Write all the lines of the records below as a JSON list of strings, one string per line, with blank lines left out.

Task data:
---*---
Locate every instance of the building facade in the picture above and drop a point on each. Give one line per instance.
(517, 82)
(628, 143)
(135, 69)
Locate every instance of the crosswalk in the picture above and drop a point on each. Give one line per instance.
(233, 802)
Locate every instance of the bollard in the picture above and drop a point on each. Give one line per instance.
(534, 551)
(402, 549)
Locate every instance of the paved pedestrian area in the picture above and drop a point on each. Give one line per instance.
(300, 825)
---*---
Written solution:
[
  "Locate every instance of the building facade in the picture above and drop a point on each. Give one line per instance.",
  "(517, 82)",
  "(628, 143)",
  "(135, 69)",
  "Locate every instance of the crosswalk in the picture above and drop a point on each. Give one line per instance.",
  "(233, 802)",
  "Locate every instance of the bollard in the picture above and drop a point on each. Give one line per instance.",
  "(534, 551)",
  "(402, 549)",
  "Locate every instance of the paved pedestrian area in the picture above and drop a point on each. Give one line per instance.",
  "(300, 825)"
]